**Page excerpt**
'''
Baby Steps

“If you don’t start exercising and lower your cholesterol, you’re going to have a heart attack or a stroke.” This, from my doctor. My heart sank.

We’re talking major lifestyle change, here. You see, I used to have this amazing body. I mean, a killer, slammin’, take-no-prisoners type of body. Until I was 28 years old, if I had an issue with my weight, I’d simply make a mental note to lay off the cookies, and the pounds would melt away. Exercise? I didn’t need no stinkin’ exercise!

And then I stopped producing the human growth hormone, as one does, and began living with a tall guy and had the mistaken idea that I should keep up with him when we sat down to eat. I expanded overnight. That, of course, plunged me into a deep, dark depression. And I comforted myself with food.

I try not to look into mirrors. I don’t recognize myself when I do. Yes, something definitely has to change.

So about 9 months ago, I started making small alterations to my diet. And, lo and behold, I found I felt better. And as these small changes became habits, I’d add more dietary changes. Now I’m proud to say I’m vegetarian 4 days a week, and a lot healthier than I used to be on the other three. I’ve lost some weight. I still have a long way to go.
'''
**What to do**
A. Could you reproduce the passage of the diet and exercise essay starting at "And then I stopped" and ending at "long way to go."?
B. How would the diet and exercise essay carry on past its final sentence? Write the next part.

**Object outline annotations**
'''
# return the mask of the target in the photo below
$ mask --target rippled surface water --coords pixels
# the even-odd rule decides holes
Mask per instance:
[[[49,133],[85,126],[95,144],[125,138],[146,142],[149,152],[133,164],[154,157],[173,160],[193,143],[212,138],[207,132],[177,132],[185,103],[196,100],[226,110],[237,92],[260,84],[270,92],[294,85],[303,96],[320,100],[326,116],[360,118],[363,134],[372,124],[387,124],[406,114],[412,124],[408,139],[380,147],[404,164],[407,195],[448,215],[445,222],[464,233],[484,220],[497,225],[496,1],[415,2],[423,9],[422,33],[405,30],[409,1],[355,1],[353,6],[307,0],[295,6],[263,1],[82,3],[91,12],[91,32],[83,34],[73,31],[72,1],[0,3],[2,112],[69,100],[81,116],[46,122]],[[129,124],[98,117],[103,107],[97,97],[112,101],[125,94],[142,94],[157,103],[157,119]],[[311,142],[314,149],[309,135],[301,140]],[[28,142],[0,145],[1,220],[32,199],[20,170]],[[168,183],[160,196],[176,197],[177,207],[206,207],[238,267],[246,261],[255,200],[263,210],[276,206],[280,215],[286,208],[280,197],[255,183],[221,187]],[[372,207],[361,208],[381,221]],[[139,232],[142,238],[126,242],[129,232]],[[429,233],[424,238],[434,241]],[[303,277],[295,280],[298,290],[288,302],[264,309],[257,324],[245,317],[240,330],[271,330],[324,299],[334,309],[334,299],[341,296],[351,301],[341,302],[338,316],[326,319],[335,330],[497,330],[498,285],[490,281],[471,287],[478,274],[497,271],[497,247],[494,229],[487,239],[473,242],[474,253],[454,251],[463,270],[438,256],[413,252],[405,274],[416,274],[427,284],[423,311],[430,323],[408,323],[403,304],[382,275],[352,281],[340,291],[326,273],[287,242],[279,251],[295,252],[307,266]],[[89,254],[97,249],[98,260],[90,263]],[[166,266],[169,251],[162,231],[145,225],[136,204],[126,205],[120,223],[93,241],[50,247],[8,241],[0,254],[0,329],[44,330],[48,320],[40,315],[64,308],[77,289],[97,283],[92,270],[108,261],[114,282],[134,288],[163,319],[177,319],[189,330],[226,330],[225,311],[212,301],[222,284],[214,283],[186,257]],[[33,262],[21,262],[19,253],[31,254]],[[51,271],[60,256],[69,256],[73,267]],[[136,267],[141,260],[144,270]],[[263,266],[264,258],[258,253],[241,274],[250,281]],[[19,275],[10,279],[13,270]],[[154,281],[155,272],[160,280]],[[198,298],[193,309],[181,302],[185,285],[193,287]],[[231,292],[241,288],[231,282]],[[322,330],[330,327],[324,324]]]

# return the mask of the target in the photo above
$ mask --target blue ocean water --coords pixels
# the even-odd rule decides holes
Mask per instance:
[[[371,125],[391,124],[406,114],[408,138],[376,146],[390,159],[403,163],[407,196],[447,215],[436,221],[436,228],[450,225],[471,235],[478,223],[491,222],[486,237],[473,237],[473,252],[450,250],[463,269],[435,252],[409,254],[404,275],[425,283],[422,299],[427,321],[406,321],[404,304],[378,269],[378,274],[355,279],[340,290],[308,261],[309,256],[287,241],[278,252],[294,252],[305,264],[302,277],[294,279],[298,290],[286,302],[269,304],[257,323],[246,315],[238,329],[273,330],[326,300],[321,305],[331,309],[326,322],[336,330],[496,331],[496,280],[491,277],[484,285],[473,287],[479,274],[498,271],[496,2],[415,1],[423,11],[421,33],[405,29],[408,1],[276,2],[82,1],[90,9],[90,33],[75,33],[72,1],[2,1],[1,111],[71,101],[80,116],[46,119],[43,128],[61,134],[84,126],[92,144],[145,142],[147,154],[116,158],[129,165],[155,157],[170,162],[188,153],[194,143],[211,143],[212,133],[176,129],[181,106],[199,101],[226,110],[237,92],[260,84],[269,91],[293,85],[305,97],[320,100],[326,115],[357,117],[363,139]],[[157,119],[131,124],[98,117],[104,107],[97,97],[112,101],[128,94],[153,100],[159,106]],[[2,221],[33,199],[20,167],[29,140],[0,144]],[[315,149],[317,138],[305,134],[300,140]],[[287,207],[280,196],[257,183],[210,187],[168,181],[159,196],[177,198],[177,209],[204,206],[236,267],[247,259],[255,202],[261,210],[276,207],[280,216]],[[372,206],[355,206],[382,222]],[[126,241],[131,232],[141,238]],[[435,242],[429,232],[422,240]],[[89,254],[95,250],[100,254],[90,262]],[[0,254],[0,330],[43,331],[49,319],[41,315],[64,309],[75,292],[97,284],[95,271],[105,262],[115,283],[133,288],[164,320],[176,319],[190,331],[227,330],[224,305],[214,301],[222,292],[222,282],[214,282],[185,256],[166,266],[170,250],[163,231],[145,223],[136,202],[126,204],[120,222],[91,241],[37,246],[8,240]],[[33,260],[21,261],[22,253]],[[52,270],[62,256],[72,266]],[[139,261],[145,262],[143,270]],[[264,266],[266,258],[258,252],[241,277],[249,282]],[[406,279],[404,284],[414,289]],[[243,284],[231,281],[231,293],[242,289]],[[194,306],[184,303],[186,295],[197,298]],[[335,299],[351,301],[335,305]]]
'''
**Outputs for the tasks**
A.
And then I stopped producing the human growth hormone, as one does, and began living with a tall guy and had the mistaken idea that I should keep up with him when we sat down to eat. I expanded overnight. That, of course, plunged me into a deep, dark depression. And I comforted myself with food.

I try not to look into mirrors. I don’t recognize myself when I do. Yes, something definitely has to change.

So about 9 months ago, I started making small alterations to my diet. And, lo and behold, I found I felt better. And as these small changes became habits, I’d add more dietary changes. Now I’m proud to say I’m vegetarian 4 days a week, and a lot healthier than I used to be on the other three. I’ve lost some weight. I still have a long way to go.

B.
So when I went in for my follow up cholesterol test, I was really looking forward to the results. I was really proud that I’ve been eating so much healthier.

Imagine my horror when I discovered my cholesterol levels where even higher. This resulted in a stern lecture from my doctor.

Okay, okay, okay. I need to start exercising. It can’t be avoided. But how does one become an exercise person, for the first time ever, at age 52? At this point it feels like the couch cushions have been fused to my behind.

I’m certainly not going to become a jogger. The only time in my life I’ve ever run was when I was late for an airplane. That’s the level of motivation I require.

If the terrain around here weren’t so hilly, and there weren’t so many ghost bikes around to remind me of the many fatalities in this town, I might get a bike. But no. And long walks, all alone, are just too depressing to contemplate.

There is a public pool near me. I’ve never been there. I like swimming. But when I get home from work, I’m not very motivated to leave again. And when the weather is cold, the prospect of getting wet leaves me… well… cold. And let’s face it: there’s no job on earth that’s more sedentary than being a bridgetender.

Excuses, excuses.

So what to do? I’m a firm believer in baby steps. That’s how I changed my diet. Maybe I can apply that to exercise. I know myself well enough to realize that some radical, all-encompassing lifestyle change is not going to stick. But I can sneak changes up on myself, bit by bit.

So you’ve heard it here first. Today I brought some hand weights to work, and I plan to use them 15 minutes a day for starters. I’m trying to frame it as a gift that I’m giving to myself rather than a chore that must be done. Wish me luck.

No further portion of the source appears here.